Records —
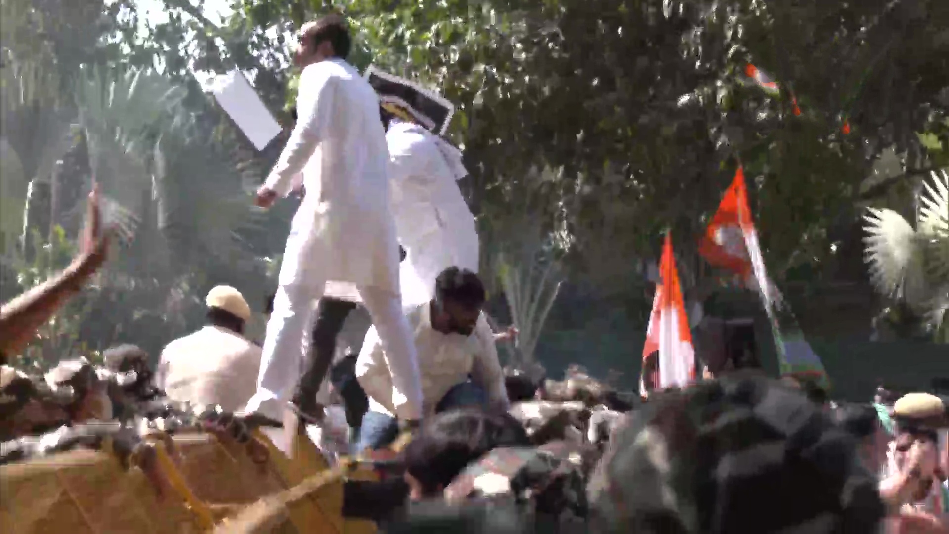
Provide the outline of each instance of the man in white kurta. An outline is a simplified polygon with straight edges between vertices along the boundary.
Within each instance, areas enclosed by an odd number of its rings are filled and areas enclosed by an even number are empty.
[[[370,67],[366,79],[379,94],[389,147],[392,210],[407,253],[400,268],[402,306],[433,297],[434,281],[456,266],[477,273],[474,216],[458,190],[468,175],[461,151],[441,136],[455,107],[410,80]]]
[[[443,269],[454,265],[477,272],[474,217],[456,183],[468,171],[461,152],[439,136],[451,121],[451,103],[409,80],[373,67],[367,70],[366,80],[379,95],[381,119],[388,128],[392,212],[399,240],[407,254],[400,265],[400,286],[402,307],[409,310],[432,298],[435,278]],[[394,114],[402,119],[393,119]],[[327,297],[320,301],[312,351],[293,399],[301,416],[310,420],[322,412],[325,403],[316,392],[321,383],[326,391],[336,337],[356,307],[354,296],[338,289],[328,288]]]
[[[353,288],[369,311],[387,349],[395,410],[414,422],[421,416],[421,390],[401,314],[385,133],[373,88],[343,59],[349,46],[345,22],[335,15],[301,30],[298,120],[256,203],[269,207],[286,197],[300,171],[307,194],[290,223],[257,391],[247,410],[283,418],[300,378],[315,303],[331,283]]]
[[[485,301],[481,280],[471,271],[451,267],[439,273],[432,285],[435,297],[407,314],[419,352],[425,415],[475,406],[507,411],[508,392],[494,333],[481,311]],[[354,453],[383,448],[398,436],[388,359],[376,329],[370,328],[356,363],[356,377],[369,397],[369,411],[363,417]]]
[[[461,154],[419,124],[393,120],[385,134],[391,162],[392,210],[407,256],[400,266],[402,306],[432,299],[435,278],[456,266],[478,268],[474,216],[456,181]]]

What is required —
Rewrite every item above, replacing "straight edges" with "straight sides" and changing nothing else. Leave out the pictures.

Right answer —
Provide the outline of each instance of the man in white kurta. An outline is a simplified polygon with straight sides between vertices along the boundary.
Within each instance, areas enclosed by an odd number of its rings are filled and areas enclosed by an even number are empty.
[[[370,67],[366,79],[379,94],[389,147],[392,210],[407,253],[400,268],[402,306],[433,297],[434,281],[456,266],[477,273],[474,216],[458,190],[468,175],[461,151],[441,136],[455,107],[410,80]]]
[[[443,269],[454,265],[477,272],[474,217],[456,183],[468,171],[461,152],[439,136],[451,121],[451,103],[409,80],[373,67],[367,70],[366,80],[379,95],[381,119],[388,128],[392,212],[399,240],[407,254],[400,265],[400,286],[402,307],[409,310],[432,298],[435,278]],[[394,114],[402,119],[393,119]],[[327,297],[320,301],[312,351],[293,399],[301,416],[310,420],[322,412],[325,403],[316,392],[321,383],[326,391],[336,337],[356,307],[354,296],[338,289],[328,288]]]
[[[353,288],[369,311],[387,349],[395,410],[414,422],[421,416],[421,390],[401,314],[385,133],[373,88],[343,59],[349,46],[345,22],[335,15],[301,30],[298,120],[256,203],[269,207],[286,197],[300,171],[307,194],[290,223],[257,391],[247,410],[283,418],[300,378],[315,303],[331,283]]]
[[[485,301],[481,280],[471,271],[451,267],[439,273],[432,285],[435,297],[407,314],[419,352],[425,415],[475,406],[507,411],[508,392],[494,333],[481,311]],[[354,453],[383,448],[398,436],[388,359],[376,329],[370,328],[356,363],[356,377],[369,397],[369,411],[363,417]]]
[[[461,154],[419,124],[393,120],[385,134],[391,162],[392,210],[407,256],[400,266],[402,306],[432,299],[435,278],[456,266],[478,268],[474,216],[456,181]]]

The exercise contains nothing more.